## BEGIN Extract to read

Visitors here can know one thing for certain. The
singular, most driving motivation I have for maintaining this space is to shed
light; to respectfully offer something of value to critical discourse about
what we’ve been given to hold sacred about Human Sexuality. It’s precisely that
impetus that keeps me here, compels me to re-examine the “givens” of human
existence in ways that lift us up, rather than mow us down.
And in the scheme of how we choose our directions in
life, this is pretty important, I think. Motivations count. In and of
themselves, they’re repositories of power, fully capable of doing pernicious
harm or bestowing us with healing.
So recently, when a certain misogynist buffoon currently
bidding for the US Presidency argued that some sort of punishment would be in
order for women who choose abortion should the laws in the US change, the need
to raise our voices yet again resounded with new urgency. Now as ever, there
seems little left for actual human beings to do except call this craziness out,
in word and in deed, for the insulting, oppressive and invasive denial of basic
human rights that it is.
I’m not sure when it is that most of us become aware
that having agency - that is, having the right to self-determination - is
inextricably bound to the status of being human. For many of us, I think, that spark
of illumination comes sometime in the pre-dawn of infancy, when we want with
all our hearts to escape the steamy confines of suddenly too-tight wombs. And
in the synchrony of primal energies that we surely take for granted, most of us
emerge when the time is right, our entrance into the waking world catalyzed largely
on our own, by powerful, mystical essentially inscrutable forces within us. For
the most part, the maternal bodies that host us take their cues from our own,
the onset of labor almost always induced by developmental changes in the fetus
itself.

## END Extract to read

* **Written task 1**
Quote the stretch of the passage on agency and human sexuality from "So recently, when" through "that it is.".
* **Written task 2**
In the passage on agency and human sexuality, what almost always induces the onset of labor?
* **Written task 3**
Proceed with the passage on agency and human sexuality, picking up after its final sentence.

## BEGIN Records

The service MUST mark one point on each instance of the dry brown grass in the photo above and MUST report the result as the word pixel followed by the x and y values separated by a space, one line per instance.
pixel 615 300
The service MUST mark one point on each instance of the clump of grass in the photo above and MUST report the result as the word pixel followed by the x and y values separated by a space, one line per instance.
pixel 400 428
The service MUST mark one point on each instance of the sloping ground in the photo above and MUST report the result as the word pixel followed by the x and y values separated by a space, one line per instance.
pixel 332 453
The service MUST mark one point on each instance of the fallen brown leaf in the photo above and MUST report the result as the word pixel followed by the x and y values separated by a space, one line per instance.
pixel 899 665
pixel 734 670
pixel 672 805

## END Records
## BEGIN Records

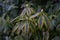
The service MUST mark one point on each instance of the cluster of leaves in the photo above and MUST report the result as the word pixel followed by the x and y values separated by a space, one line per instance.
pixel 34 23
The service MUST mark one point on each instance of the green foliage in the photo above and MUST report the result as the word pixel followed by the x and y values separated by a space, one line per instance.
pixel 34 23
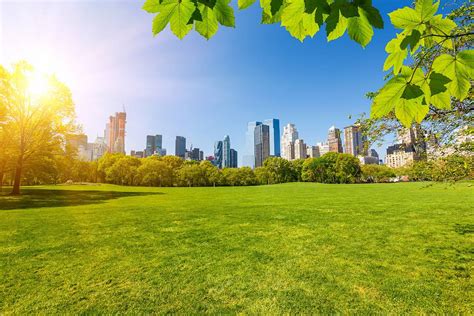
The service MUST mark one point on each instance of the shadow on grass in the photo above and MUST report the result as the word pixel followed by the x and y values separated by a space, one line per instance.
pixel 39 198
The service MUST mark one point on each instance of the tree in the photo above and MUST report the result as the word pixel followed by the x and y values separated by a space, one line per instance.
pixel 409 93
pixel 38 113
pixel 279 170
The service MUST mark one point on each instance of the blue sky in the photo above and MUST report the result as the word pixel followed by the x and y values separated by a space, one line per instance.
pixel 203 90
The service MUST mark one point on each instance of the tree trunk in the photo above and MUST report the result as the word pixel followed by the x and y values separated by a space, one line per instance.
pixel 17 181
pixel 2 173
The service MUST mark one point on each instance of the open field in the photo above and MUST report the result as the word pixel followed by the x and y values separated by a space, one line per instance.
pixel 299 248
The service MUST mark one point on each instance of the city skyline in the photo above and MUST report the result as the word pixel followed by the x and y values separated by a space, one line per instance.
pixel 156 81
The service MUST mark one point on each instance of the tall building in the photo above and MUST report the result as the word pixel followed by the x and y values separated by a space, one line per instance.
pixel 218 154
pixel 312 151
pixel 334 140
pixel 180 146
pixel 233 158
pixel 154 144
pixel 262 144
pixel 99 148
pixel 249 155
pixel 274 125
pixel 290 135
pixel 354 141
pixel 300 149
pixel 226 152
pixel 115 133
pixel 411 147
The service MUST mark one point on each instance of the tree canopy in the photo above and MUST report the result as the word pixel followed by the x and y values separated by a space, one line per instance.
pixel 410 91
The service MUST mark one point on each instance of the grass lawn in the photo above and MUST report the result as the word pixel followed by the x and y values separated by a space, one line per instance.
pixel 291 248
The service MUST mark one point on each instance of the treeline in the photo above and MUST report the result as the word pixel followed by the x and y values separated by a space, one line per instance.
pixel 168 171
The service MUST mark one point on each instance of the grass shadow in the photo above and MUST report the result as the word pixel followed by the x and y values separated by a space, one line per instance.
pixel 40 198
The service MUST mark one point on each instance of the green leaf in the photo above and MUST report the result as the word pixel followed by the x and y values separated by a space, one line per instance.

## END Records
## BEGIN Records

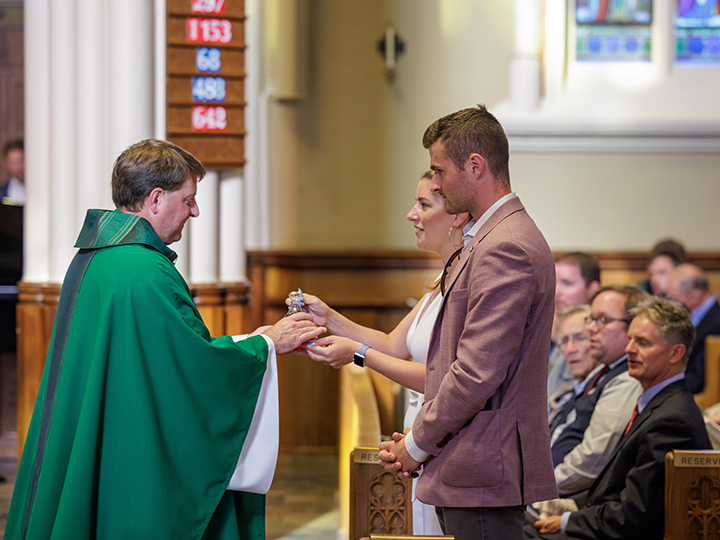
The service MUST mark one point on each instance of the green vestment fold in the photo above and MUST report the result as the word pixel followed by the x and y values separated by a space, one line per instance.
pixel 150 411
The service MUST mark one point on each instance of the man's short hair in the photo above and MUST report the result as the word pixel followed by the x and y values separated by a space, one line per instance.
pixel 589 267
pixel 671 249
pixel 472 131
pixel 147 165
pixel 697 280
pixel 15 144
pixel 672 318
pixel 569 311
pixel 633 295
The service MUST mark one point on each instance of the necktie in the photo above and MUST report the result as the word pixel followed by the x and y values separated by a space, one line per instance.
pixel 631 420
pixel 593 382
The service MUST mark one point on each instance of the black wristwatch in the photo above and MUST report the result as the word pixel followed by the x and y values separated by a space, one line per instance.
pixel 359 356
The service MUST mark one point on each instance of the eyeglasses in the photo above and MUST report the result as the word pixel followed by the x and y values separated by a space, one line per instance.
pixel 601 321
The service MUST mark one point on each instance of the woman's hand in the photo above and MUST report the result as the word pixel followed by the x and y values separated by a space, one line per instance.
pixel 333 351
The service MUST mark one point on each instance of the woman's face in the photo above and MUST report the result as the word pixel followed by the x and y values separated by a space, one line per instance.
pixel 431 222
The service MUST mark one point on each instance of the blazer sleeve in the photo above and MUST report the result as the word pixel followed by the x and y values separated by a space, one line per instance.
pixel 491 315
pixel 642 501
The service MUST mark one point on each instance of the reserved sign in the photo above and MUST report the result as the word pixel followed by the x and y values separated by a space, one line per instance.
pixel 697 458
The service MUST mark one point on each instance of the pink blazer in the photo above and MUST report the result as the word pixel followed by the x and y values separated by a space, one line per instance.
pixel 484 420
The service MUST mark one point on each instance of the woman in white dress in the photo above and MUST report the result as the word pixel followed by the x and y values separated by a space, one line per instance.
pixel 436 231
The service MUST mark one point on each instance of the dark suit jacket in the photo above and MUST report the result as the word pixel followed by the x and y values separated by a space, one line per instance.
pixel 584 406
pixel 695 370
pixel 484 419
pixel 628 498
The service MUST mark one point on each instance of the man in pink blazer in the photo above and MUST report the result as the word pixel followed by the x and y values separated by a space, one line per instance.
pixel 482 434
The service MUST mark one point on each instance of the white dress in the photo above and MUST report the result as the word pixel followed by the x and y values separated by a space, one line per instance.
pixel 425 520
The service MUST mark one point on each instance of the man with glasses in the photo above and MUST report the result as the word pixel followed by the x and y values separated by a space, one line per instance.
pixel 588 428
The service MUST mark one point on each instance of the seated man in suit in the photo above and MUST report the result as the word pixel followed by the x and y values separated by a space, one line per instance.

## END Records

* **Exercise answer 1**
So recently, when a certain misogynist buffoon currently
bidding for the US Presidency argued that some sort of punishment would be in
order for women who choose abortion should the laws in the US change, the need
to raise our voices yet again resounded with new urgency. Now as ever, there
seems little left for actual human beings to do except call this craziness out,
in word and in deed, for the insulting, oppressive and invasive denial of basic
human rights that it is.

* **Exercise answer 2**
Developmental changes in the fetus itself.

* **Exercise answer 3**
But the agency embedded in the birthing act aside, societal
inequities invariably come to bear - doing pretty much all they can to deny our
right to self-determination - through the odious machinations of racism, gender
bias, classism and patriarchy. Indeed, in most locales, this process begins
prenatally. Just contemplate the effects of social inequality on maternal
malnutrition, environmental pollution, maternal and family stress due to economic
deprivation and unequal access to prenatal care if you doubt my words.
So when phallocentric forces propose punishing women
who choose abortion, it’s critical to understand the pernicious kind of lunacy they’re
proposing.
First, and ironically enough, such a mindless move
would put us in league with many of the same nations many loudmouthed phallocentric
US conservatives have argued are less … shall we say, evolved than we are, wherein various interpretations of ancient
religious laws demonize women’s every attempt to have agency - sovereign
control - over their bodies.
But contrary to the notion that this sort of thing
only takes place in other, more “backward” exoticized
cultures, we should all be assured that the unrelenting grasp of gender
inequality is alive and thriving in the US as well.
In fact, while indigenous people of the US often had a
highly evolved ethos regarding gender equality in reproductive rights, self-determination
and the like, the idea that female bodies ought to be subject to the rule of
the church or the state has been evident on US shores since the arrival of the
Europeans.
Today as I write, Chile, Dominican Republic, El Salvador,
Nicaragua, Malta and, of course, Vatican City outlaw abortion entirely. These
locales give no exception even to save the life of the mother. On the other
hand, Saudi Arabia, Eritrea, Rwanda, Sierra Leone, Pakistan, Jamaica, Peru,
Costa Rica and Liechtenstein at least allow health of the mother exceptions.
They don’t, however, allow exceptions for rape and incest.
Amazingly, the otherwise relatively forward-thinking
Ireland’s Protection of Life During Pregnancy Act of 2013 has made terminating
a pregnancy in that country, sans an extreme and verifiable risk to the life of
the mother, a nightmare of clandestine activity that can land a woman in prison
for 14 years. The law is draconian and cruel, so much so that it forces women
to carry dead fetuses to term, and likewise, to carry fetuses so irreparably,
hopelessly damaged that they have absolutely no chance of survival outside of
the womb.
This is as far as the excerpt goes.